- **Excerpt provided**:

Fortunately for Foltz, some of the surgeons he regularly worked alongside were pioneers of a procedure in which the esophagus and stomach are removed and replaced with sections of the colon and small intestine, respectively. They also had experience performing what is known as the Appleby procedure, in which a portion of the pancreas and celiac artery are removed and the blood supply to the liver is rerouted.
But neither they nor anyone else had ever combined all of that removal and reconstruction into one marathon surgery.
“With a tumor that extensive, you might think it’s incurable and unremovable with surgery,” said Kevin Staveley-O’Carroll, MD, PhD, former surgical oncologist at MU Health Care’s Ellis Fischel Cancer Center. “But Mr. Foltz is a young, sturdy person, and it looked like the tumor was confined to this locality. If we could manage to get it out, he might have a chance.”

- **Provided material**:
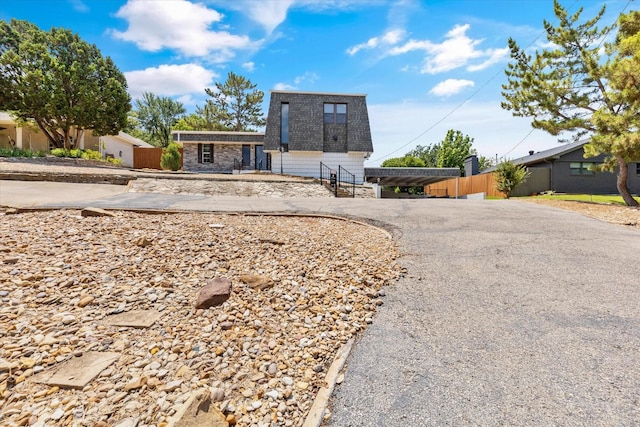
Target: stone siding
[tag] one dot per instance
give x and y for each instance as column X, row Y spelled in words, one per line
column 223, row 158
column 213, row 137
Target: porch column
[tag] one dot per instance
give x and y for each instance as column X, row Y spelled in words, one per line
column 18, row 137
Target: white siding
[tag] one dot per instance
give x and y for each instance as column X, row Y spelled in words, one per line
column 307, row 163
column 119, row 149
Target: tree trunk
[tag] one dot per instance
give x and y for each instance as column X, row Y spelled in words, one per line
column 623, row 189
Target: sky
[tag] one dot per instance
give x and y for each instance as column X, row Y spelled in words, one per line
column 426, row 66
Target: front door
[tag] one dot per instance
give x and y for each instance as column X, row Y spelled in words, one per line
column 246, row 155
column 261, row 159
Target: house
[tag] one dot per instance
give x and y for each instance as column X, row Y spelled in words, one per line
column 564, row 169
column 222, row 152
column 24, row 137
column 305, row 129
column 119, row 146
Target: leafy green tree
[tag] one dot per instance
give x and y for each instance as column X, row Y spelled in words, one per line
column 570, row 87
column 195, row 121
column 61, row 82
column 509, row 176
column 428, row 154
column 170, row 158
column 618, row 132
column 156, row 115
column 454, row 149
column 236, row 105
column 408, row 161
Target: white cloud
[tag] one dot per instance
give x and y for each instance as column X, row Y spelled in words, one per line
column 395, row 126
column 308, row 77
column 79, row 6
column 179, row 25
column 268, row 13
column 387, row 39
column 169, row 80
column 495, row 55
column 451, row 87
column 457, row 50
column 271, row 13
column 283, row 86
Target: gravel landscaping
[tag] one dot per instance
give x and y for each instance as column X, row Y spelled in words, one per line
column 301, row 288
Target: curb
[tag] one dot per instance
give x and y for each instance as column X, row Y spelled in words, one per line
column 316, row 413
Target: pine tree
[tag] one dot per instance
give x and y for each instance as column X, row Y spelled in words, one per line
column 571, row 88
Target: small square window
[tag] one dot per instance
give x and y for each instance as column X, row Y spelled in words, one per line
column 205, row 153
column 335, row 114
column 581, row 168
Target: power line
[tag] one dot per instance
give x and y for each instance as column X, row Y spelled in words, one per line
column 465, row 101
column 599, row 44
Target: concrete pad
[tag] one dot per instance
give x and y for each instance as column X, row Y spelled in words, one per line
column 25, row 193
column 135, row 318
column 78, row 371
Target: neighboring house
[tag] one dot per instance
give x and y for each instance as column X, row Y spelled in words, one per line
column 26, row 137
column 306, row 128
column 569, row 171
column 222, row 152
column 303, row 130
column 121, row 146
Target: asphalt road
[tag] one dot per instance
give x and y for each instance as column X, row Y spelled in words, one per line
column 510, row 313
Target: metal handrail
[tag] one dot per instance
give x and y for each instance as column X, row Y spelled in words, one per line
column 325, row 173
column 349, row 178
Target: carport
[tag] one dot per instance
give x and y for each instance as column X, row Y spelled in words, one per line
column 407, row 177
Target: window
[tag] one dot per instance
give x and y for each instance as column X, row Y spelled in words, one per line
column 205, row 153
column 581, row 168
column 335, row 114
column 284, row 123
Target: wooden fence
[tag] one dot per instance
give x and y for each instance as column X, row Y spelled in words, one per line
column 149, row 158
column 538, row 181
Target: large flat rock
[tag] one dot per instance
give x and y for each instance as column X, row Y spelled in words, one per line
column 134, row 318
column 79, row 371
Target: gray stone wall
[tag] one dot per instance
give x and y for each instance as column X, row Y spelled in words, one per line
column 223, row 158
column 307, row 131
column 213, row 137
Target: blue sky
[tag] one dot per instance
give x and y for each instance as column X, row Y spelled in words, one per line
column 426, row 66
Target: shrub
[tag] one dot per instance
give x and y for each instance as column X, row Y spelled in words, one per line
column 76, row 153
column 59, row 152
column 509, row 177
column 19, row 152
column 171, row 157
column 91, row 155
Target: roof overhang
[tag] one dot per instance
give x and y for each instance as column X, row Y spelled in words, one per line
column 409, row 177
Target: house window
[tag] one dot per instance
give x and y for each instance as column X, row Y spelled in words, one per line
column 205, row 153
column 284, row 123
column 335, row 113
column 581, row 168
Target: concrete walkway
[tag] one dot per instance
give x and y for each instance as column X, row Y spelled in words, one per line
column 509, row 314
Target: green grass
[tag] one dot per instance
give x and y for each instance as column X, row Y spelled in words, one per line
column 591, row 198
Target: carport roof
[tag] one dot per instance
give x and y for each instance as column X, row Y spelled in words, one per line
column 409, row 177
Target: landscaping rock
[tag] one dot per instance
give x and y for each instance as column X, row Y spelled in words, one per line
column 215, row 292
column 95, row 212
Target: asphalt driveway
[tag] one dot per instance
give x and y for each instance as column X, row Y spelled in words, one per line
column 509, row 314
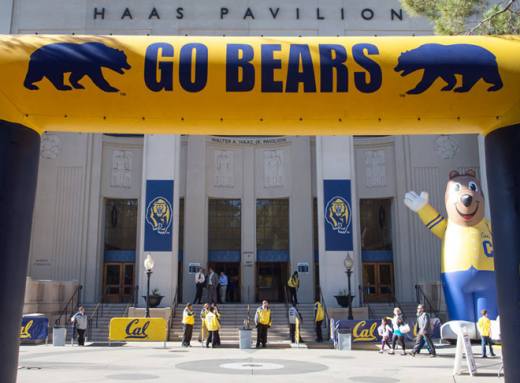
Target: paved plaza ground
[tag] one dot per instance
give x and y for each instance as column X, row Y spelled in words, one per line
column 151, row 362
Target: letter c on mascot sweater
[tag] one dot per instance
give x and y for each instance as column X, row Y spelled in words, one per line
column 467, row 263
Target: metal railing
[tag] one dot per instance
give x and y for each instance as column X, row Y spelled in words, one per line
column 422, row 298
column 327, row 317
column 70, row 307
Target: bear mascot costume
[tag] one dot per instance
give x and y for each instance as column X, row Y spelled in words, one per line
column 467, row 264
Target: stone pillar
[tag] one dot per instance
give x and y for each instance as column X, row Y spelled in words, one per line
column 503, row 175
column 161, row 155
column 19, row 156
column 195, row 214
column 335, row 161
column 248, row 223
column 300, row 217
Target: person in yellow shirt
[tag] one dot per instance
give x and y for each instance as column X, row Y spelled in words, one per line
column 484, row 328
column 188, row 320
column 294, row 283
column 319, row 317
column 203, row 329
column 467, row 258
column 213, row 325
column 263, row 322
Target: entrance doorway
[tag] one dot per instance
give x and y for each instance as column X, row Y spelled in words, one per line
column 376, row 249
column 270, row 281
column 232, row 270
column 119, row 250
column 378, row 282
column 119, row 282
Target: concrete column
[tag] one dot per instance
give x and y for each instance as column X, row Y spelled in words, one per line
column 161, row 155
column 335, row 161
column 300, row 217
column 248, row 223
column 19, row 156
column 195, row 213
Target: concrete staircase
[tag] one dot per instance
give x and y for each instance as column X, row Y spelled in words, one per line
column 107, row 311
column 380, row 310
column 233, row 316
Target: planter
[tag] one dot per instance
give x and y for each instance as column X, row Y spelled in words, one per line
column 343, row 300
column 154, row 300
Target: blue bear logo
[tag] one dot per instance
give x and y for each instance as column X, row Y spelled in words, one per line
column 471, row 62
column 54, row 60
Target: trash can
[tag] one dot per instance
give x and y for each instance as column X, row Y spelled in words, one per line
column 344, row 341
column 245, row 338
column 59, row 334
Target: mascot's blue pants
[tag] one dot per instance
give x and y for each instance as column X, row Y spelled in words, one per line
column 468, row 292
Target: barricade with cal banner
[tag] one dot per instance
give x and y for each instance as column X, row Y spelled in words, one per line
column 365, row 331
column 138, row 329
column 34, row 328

- **Tasks and exercises**:
a – From the surgery excerpt, write out the text starting at "Fortunately for Foltz, some" and ending at "liver is rerouted.".
b – According to the surgery excerpt, why did Kevin Staveley-O'Carroll think Foltz might have a chance despite the size of the tumor? Answer in one to three sentences.
The records can be set aside, since nothing here depends on them.

- **Your written answers**:
a –
Fortunately for Foltz, some of the surgeons he regularly worked alongside were pioneers of a procedure in which the esophagus and stomach are removed and replaced with sections of the colon and small intestine, respectively. They also had experience performing what is known as the Appleby procedure, in which a portion of the pancreas and celiac artery are removed and the blood supply to the liver is rerouted.

b – Foltz was young and sturdy, and the tumor appeared to be confined to one area. So although a tumor that extensive might seem incurable and impossible to remove surgically, getting it out might give him a chance.